TEXTO DE ESTUDIO —
Fuera cual fuese la corrupción de la Iglesia, el Languedoc alcanzó una cúspide de cultura que en Europa no volvería a verse hasta el Renacimiento. Pero, como en Bizancio, había elementos de feliz inconsciencia, decadencia y trágica debilidad a causa de los cuales la región no estaba preparada para el ataque que posteriormente se desencadenaría sobre ella. Su autoridad en la región era débil. Y al mismo tiempo que la cultura, otra cosa florecía en el Languedoc: la principal herejía de la cristiandad medieval.
Citando las palabras de las autoridades eclesiásticas, el Languedoc estaba "infectado" por la herejía albigense, "la sucia lepra del sur". Y aunque los seguidores de dicha herejía eran esencialmente no violentos, constituían una amenaza seria para la autoridad de Roma, la amenaza más seria, de hecho, que experimentaría Roma hasta que tres siglos más tarde las enseñanzas de Lutero iniciaran la Reforma.
En 1200 existía una posibilidad muy real de que esta herejía desplazase al catolicismo romano como forma dominante del cristianismo en el Languedoc. Y había algo que era aún más peligroso a juicio de la Iglesia: la herejía ya se estaba extendiendo hacia otras partes de Europa, especialmente a los centros urbanos de Alemania, Flandes y la Champagne.
A los herejes se les denominaba de diversas maneras. En 1165 habían sido condenados por un consejo eclesiástico en la ciudad languedociana de Albi. Por este motivo, o quizás porque Albi siguió siendo uno de sus centros, a menudo los llamaban "albigenses". En otras ocasiones los llamaban "cátaros", "cátares" o "cátari". En Italia se les daba el nombre de "patarines". No era infrecuente que también los marcasen o estigmatizaran con el nombre de herejías muy anteriores: "arrianos", "marcionistas" y "maniqueos".
En general los cátaros suscribían la doctrina de la reencarnación y un reconocimiento del principio femenino de la religión. En lugar de "fe" aceptada de segunda mano, los cátaros insistían en el conocimiento directo y personal, una experiencia religiosa o mística percibida de primera mano. A esta experiencia se le había denominado "gnosis". Dado semejante énfasis en el contacto directo y personal con Dios, los sacerdotes, obispos y otras autoridades clericales eran superfluos. Eran también dualistas, al igual que el catolicismo ortodoxo, aunque mucho más de los que éste estaba dispuesto a tolerar.

TAREAS ASIGNADAS —
a. Indique si cada afirmación concuerda con el texto sobre los cátaros y responda sí o no, citando textualmente las palabras del texto que lo deciden: (i) un consejo eclesiástico condenó a los herejes en Albi en 1165; (ii) los seguidores de la herejía eran esencialmente violentos; (iii) en Italia se les llamaba «patarines».
b. Conteste las siguientes preguntas con base en el texto sobre los cátaros:
(i) ¿Hacia qué centros urbanos de Europa se estaba extendiendo la herejía?
(ii) ¿Qué nombre había recibido la experiencia religiosa percibida de primera mano en la que insistían los cátaros?
(iii) ¿Cuántos siglos más tarde iniciarían las enseñanzas de Lutero la Reforma?

Datos de localización de expresiones referenciales —
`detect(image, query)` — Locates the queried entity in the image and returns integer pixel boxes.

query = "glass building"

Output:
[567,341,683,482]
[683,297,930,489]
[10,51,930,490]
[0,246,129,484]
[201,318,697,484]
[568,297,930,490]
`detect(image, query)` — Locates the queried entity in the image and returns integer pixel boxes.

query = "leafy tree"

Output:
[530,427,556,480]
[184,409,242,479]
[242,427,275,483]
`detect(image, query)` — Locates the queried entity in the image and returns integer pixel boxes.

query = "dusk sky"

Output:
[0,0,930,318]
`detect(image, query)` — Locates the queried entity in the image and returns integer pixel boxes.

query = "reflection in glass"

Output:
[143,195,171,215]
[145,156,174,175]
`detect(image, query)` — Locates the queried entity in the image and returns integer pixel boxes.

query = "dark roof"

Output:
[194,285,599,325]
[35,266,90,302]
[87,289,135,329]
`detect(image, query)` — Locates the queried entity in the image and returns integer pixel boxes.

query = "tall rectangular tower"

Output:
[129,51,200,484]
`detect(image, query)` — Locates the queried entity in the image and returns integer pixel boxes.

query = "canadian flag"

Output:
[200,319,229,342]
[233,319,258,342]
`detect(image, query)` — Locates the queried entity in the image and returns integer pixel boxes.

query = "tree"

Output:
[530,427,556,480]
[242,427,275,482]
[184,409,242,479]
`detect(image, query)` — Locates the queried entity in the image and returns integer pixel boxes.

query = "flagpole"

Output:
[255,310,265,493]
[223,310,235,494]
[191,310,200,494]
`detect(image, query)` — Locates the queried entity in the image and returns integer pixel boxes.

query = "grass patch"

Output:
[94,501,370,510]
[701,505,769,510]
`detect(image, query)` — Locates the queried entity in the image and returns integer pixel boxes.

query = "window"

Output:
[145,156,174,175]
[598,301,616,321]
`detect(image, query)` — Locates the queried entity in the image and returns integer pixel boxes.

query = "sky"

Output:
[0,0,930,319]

RESPUESTAS POR TAREA —
a.
(i) Sí: «En 1165 habían sido condenados por un consejo eclesiástico en la ciudad languedociana de Albi».
(ii) No: «aunque los seguidores de dicha herejía eran esencialmente no violentos».
(iii) Sí: «En Italia se les daba el nombre de "patarines"».

b.
(i) Los de Alemania, Flandes y la Champagne.
(ii) «Gnosis».
(iii) Tres siglos más tarde.